** Begin **
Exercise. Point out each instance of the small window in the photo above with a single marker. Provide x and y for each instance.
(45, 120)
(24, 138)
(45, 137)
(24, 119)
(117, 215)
** End **
• _Request_:
Please pull every row above out of the page and copy each one word for word, changing nothing.

• _The completed task_:
Exercise. Point out each instance of the small window in the photo above with a single marker. Provide x and y for each instance.
(45, 120)
(24, 138)
(45, 137)
(24, 119)
(117, 215)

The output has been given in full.